Assignment:
All lines holding the word "frame" are to be copied from the records beneath.

(Annotated photo localization data)
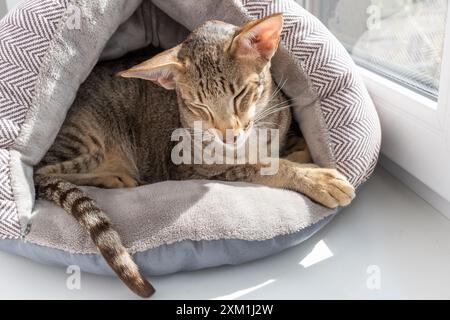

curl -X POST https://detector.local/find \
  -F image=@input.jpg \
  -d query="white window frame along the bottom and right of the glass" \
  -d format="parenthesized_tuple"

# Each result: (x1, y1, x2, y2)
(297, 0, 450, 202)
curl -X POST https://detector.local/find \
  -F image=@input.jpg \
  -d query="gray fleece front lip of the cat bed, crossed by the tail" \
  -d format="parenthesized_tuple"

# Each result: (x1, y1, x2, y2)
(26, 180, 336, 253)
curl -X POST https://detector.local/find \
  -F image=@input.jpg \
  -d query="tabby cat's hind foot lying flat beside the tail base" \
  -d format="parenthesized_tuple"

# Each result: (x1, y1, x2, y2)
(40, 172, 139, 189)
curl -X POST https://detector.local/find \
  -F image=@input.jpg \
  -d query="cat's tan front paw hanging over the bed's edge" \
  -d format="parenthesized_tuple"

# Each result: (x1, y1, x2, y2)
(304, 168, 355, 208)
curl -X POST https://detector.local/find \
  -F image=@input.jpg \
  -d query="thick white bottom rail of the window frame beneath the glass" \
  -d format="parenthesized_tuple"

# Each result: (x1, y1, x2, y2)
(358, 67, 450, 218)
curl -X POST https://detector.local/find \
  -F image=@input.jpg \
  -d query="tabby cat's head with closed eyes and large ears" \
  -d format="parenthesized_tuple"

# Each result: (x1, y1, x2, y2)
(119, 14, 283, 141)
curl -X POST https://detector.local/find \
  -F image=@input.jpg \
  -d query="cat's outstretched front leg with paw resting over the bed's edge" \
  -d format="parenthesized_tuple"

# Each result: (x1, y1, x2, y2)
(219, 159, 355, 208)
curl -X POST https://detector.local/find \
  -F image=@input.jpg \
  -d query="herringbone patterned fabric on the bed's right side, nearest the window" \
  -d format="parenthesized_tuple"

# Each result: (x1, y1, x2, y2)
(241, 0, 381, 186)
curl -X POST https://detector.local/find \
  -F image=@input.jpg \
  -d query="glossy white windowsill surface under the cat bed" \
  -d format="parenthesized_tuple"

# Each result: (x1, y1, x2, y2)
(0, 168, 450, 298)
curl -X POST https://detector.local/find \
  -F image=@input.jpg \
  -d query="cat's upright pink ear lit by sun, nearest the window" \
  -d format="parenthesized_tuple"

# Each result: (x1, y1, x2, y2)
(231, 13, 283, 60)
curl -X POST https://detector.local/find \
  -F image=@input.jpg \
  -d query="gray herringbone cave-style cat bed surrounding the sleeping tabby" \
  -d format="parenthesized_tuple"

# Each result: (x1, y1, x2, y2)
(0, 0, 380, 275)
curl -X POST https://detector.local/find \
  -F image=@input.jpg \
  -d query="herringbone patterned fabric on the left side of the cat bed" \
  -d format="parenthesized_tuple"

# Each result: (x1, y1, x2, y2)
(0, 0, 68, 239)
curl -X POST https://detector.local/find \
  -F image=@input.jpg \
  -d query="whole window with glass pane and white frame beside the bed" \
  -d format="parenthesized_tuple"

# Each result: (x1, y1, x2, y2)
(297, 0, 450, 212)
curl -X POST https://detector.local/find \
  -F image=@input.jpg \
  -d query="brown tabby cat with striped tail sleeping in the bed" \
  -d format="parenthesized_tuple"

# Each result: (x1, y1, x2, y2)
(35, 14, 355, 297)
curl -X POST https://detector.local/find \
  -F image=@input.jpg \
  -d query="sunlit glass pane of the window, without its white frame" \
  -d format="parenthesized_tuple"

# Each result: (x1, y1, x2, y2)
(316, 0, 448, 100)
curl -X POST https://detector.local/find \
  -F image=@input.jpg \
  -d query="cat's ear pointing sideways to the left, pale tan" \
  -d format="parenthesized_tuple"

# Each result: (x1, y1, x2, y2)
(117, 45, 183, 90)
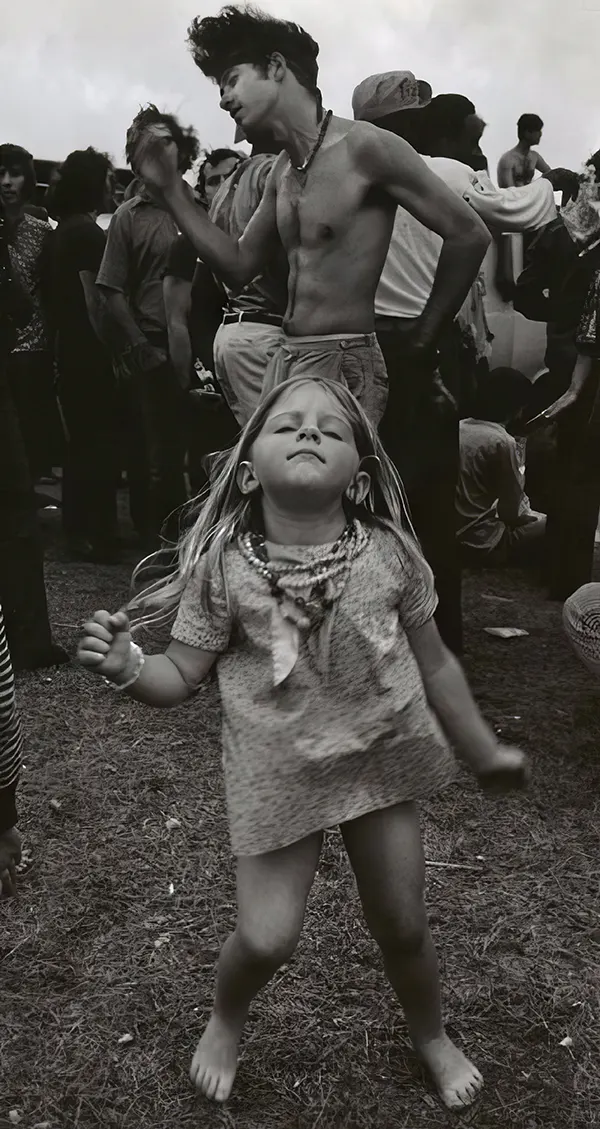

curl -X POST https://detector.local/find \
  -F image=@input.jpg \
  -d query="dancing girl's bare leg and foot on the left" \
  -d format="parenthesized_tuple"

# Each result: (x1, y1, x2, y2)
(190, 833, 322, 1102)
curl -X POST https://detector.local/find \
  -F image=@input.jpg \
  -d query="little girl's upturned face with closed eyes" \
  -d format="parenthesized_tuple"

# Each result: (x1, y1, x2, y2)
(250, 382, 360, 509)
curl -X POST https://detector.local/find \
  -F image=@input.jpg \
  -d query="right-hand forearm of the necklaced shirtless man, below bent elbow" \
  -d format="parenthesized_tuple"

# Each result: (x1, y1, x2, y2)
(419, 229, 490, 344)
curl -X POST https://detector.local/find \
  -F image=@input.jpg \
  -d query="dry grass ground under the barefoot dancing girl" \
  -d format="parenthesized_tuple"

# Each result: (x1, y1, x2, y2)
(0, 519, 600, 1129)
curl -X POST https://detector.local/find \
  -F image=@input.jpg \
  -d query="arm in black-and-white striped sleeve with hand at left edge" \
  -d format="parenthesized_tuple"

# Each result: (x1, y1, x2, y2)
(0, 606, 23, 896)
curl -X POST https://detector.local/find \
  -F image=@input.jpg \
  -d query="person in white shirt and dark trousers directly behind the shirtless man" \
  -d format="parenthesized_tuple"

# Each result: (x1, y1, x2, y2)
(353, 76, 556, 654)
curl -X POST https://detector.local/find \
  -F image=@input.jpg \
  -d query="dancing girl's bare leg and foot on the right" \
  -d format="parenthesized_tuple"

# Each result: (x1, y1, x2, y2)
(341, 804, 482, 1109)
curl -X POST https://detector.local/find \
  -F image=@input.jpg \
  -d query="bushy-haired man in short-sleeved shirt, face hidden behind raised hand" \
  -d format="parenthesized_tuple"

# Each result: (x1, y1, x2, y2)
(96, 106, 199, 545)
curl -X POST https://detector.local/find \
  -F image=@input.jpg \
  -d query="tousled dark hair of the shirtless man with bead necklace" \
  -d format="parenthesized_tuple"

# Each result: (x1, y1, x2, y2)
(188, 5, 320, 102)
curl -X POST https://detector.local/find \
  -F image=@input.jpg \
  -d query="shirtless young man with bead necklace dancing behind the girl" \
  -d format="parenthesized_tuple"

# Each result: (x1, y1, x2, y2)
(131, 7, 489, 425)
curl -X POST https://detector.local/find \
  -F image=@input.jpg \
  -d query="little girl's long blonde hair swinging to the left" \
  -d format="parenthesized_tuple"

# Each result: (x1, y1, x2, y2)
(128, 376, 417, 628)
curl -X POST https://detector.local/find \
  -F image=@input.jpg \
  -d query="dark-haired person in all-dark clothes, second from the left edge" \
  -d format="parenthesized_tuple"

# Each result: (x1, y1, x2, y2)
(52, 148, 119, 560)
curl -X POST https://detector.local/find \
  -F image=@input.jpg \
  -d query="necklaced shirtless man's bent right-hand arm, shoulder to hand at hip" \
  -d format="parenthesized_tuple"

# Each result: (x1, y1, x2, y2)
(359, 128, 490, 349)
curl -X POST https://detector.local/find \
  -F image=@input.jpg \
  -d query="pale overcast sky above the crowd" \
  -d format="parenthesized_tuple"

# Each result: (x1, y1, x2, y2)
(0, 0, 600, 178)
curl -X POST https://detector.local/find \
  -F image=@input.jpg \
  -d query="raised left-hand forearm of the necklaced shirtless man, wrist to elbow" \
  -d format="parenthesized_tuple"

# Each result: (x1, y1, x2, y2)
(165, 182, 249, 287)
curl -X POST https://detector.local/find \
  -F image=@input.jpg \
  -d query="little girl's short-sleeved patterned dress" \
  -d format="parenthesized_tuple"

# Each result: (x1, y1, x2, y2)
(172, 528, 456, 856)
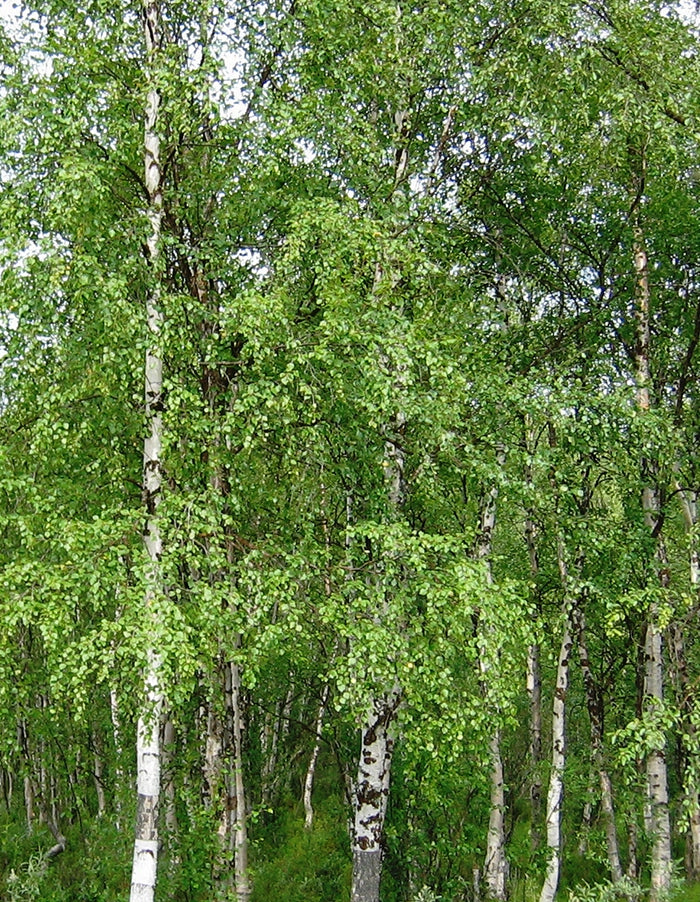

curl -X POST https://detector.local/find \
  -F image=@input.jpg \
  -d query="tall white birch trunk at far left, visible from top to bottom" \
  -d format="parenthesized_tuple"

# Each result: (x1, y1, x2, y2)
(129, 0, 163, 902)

Exercise solution:
  -d query="white window frame along the bottom and right of the glass" \
  -d query="thick white bottom rail of the window frame beneath the glass" \
  -d query="whole window with glass pane and white frame beside the bed" \
  -d query="sunlit glass pane of the window, without its white frame" \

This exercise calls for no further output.